#### RECORDS SHOWN
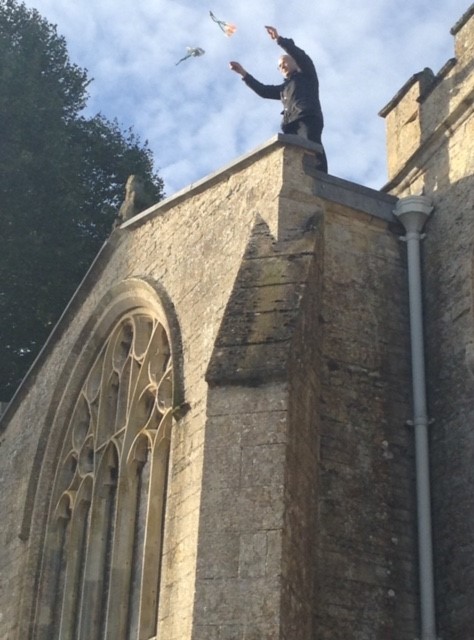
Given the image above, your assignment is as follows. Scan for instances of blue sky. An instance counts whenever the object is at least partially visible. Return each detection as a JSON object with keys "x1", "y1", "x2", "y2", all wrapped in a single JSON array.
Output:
[{"x1": 25, "y1": 0, "x2": 470, "y2": 196}]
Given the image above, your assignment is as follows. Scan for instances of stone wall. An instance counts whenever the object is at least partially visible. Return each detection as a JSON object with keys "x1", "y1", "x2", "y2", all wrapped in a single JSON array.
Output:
[{"x1": 0, "y1": 136, "x2": 416, "y2": 640}]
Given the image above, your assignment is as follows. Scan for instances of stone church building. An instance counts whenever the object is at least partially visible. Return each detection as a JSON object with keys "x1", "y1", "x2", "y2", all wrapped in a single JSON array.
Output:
[{"x1": 0, "y1": 5, "x2": 474, "y2": 640}]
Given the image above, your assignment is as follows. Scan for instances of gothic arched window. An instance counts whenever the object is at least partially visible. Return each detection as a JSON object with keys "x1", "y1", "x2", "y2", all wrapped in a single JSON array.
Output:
[{"x1": 36, "y1": 308, "x2": 174, "y2": 640}]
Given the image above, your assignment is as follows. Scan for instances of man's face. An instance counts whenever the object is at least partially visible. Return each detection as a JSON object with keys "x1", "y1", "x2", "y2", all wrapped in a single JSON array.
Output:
[{"x1": 278, "y1": 55, "x2": 298, "y2": 78}]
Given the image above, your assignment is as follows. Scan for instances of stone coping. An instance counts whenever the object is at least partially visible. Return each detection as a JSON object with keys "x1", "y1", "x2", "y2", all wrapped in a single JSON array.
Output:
[{"x1": 119, "y1": 133, "x2": 397, "y2": 229}]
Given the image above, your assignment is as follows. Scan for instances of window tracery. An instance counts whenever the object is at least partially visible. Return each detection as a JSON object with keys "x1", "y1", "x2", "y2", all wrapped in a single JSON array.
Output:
[{"x1": 36, "y1": 309, "x2": 174, "y2": 640}]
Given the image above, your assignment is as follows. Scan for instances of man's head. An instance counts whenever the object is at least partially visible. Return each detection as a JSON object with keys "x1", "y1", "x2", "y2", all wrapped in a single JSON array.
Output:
[{"x1": 278, "y1": 54, "x2": 298, "y2": 78}]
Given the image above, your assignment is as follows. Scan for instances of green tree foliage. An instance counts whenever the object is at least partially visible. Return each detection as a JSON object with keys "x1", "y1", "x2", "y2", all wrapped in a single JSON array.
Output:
[{"x1": 0, "y1": 0, "x2": 163, "y2": 400}]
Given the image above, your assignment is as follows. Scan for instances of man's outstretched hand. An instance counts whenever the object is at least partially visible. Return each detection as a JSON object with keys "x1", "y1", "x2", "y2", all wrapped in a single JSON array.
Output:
[
  {"x1": 229, "y1": 60, "x2": 247, "y2": 78},
  {"x1": 265, "y1": 25, "x2": 278, "y2": 40}
]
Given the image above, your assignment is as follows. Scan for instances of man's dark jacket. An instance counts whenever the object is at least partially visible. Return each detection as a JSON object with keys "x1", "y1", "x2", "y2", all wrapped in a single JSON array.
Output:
[{"x1": 243, "y1": 36, "x2": 324, "y2": 131}]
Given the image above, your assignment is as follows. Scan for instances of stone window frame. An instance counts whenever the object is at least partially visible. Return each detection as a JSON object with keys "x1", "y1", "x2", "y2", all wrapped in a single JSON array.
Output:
[{"x1": 20, "y1": 279, "x2": 184, "y2": 640}]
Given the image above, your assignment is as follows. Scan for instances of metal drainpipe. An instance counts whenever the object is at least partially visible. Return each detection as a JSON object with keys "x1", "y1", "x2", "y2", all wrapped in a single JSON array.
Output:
[{"x1": 394, "y1": 196, "x2": 436, "y2": 640}]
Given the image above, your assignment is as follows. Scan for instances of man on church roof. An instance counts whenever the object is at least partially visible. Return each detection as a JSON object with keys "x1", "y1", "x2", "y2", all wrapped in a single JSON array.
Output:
[{"x1": 229, "y1": 26, "x2": 327, "y2": 173}]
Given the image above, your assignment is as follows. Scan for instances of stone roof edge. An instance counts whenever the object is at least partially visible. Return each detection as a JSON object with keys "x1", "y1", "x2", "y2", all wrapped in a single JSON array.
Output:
[
  {"x1": 120, "y1": 133, "x2": 322, "y2": 229},
  {"x1": 119, "y1": 133, "x2": 396, "y2": 230}
]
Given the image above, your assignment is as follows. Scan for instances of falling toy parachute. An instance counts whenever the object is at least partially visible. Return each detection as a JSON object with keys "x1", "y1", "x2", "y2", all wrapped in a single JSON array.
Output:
[
  {"x1": 176, "y1": 47, "x2": 206, "y2": 65},
  {"x1": 209, "y1": 11, "x2": 237, "y2": 38}
]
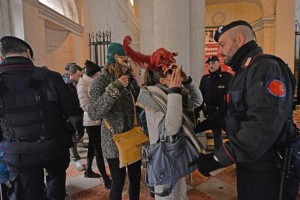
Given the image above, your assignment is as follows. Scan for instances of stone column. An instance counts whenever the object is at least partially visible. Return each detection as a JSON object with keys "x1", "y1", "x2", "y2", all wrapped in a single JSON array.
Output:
[
  {"x1": 0, "y1": 0, "x2": 11, "y2": 37},
  {"x1": 139, "y1": 0, "x2": 205, "y2": 84},
  {"x1": 275, "y1": 0, "x2": 295, "y2": 71}
]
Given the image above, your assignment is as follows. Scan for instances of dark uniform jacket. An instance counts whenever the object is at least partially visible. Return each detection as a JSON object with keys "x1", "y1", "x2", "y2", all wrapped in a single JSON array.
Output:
[
  {"x1": 0, "y1": 57, "x2": 78, "y2": 166},
  {"x1": 199, "y1": 68, "x2": 232, "y2": 119},
  {"x1": 215, "y1": 41, "x2": 293, "y2": 166}
]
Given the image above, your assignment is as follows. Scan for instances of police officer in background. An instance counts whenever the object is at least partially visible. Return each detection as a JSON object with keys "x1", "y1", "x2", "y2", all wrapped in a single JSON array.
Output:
[
  {"x1": 195, "y1": 55, "x2": 232, "y2": 148},
  {"x1": 0, "y1": 36, "x2": 78, "y2": 200},
  {"x1": 191, "y1": 20, "x2": 298, "y2": 200}
]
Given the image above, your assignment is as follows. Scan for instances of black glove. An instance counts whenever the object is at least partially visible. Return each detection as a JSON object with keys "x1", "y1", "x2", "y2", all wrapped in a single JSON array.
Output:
[{"x1": 189, "y1": 153, "x2": 222, "y2": 177}]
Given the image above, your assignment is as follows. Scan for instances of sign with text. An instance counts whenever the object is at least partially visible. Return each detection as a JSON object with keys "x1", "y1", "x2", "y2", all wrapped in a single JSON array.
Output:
[{"x1": 204, "y1": 27, "x2": 234, "y2": 74}]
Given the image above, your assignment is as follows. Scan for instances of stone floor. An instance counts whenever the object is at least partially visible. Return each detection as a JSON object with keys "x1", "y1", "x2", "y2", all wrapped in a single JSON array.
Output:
[
  {"x1": 67, "y1": 149, "x2": 236, "y2": 200},
  {"x1": 67, "y1": 111, "x2": 300, "y2": 200}
]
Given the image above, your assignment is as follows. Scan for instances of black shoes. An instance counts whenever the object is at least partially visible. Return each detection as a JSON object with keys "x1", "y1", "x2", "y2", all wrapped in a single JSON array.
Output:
[
  {"x1": 104, "y1": 179, "x2": 111, "y2": 190},
  {"x1": 84, "y1": 170, "x2": 101, "y2": 178}
]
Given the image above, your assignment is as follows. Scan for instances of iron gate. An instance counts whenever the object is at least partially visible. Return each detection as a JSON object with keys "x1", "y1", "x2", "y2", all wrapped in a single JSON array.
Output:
[
  {"x1": 294, "y1": 20, "x2": 300, "y2": 105},
  {"x1": 89, "y1": 31, "x2": 111, "y2": 66}
]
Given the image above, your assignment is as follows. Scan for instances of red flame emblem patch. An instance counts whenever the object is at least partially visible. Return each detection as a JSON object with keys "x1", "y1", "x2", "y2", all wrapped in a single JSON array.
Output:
[{"x1": 267, "y1": 79, "x2": 286, "y2": 97}]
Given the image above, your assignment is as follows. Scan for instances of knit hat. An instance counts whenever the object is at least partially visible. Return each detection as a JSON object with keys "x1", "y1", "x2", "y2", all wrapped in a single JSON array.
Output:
[
  {"x1": 214, "y1": 20, "x2": 252, "y2": 42},
  {"x1": 106, "y1": 42, "x2": 127, "y2": 64},
  {"x1": 85, "y1": 60, "x2": 101, "y2": 77},
  {"x1": 0, "y1": 36, "x2": 34, "y2": 59}
]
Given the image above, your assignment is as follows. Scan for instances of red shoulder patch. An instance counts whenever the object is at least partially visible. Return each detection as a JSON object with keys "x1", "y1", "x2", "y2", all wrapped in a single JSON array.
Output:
[{"x1": 267, "y1": 79, "x2": 286, "y2": 97}]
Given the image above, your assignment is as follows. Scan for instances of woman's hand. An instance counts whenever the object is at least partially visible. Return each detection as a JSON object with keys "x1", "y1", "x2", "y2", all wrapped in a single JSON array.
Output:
[
  {"x1": 131, "y1": 70, "x2": 143, "y2": 87},
  {"x1": 118, "y1": 75, "x2": 129, "y2": 87}
]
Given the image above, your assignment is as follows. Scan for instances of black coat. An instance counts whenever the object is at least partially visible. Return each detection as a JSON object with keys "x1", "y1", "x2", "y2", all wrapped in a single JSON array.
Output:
[
  {"x1": 0, "y1": 57, "x2": 79, "y2": 161},
  {"x1": 215, "y1": 42, "x2": 293, "y2": 166}
]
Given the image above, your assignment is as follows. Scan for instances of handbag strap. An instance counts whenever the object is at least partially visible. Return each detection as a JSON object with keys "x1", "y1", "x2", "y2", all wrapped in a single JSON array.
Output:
[{"x1": 103, "y1": 92, "x2": 138, "y2": 134}]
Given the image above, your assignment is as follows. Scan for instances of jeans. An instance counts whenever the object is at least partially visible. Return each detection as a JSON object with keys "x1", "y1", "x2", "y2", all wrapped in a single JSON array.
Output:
[
  {"x1": 212, "y1": 129, "x2": 223, "y2": 149},
  {"x1": 86, "y1": 126, "x2": 109, "y2": 180},
  {"x1": 107, "y1": 158, "x2": 141, "y2": 200}
]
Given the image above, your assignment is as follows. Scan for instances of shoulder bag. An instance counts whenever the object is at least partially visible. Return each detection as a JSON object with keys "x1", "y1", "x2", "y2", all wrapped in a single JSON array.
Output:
[
  {"x1": 142, "y1": 95, "x2": 199, "y2": 197},
  {"x1": 104, "y1": 94, "x2": 149, "y2": 168}
]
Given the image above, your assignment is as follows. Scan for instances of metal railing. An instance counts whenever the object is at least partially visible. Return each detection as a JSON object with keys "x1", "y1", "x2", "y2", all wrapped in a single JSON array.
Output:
[{"x1": 89, "y1": 31, "x2": 111, "y2": 66}]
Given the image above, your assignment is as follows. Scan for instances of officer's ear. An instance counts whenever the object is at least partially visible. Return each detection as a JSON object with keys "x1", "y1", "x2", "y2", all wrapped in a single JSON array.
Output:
[{"x1": 235, "y1": 33, "x2": 246, "y2": 47}]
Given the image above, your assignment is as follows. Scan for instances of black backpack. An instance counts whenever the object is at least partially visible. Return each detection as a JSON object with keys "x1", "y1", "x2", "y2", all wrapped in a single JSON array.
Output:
[{"x1": 0, "y1": 67, "x2": 50, "y2": 141}]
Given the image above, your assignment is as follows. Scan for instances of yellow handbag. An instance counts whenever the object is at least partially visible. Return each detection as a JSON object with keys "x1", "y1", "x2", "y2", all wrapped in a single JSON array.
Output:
[{"x1": 104, "y1": 93, "x2": 149, "y2": 168}]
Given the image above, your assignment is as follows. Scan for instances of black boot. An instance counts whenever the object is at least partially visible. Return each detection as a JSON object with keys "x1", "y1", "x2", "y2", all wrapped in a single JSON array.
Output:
[
  {"x1": 104, "y1": 178, "x2": 111, "y2": 190},
  {"x1": 84, "y1": 170, "x2": 101, "y2": 178}
]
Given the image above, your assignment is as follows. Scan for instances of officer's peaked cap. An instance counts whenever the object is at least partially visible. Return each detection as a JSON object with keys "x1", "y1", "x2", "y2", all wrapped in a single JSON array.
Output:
[
  {"x1": 0, "y1": 36, "x2": 33, "y2": 59},
  {"x1": 214, "y1": 20, "x2": 252, "y2": 42}
]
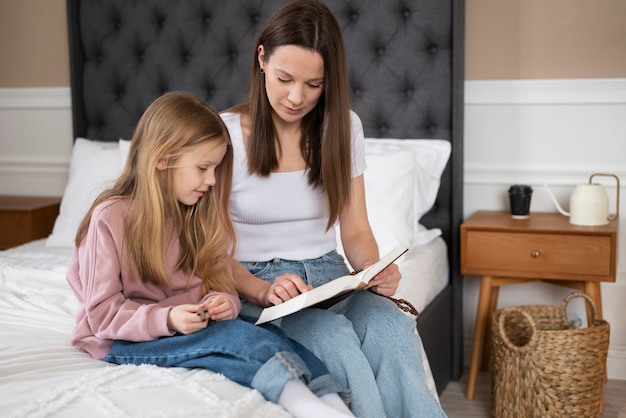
########
> [WHAT THE TASK REQUIRES]: Count the lines in the data above that contain the string "church", treating case as significant, and give only the number.

> [RESPONSE TO THIS EXERCISE]: 2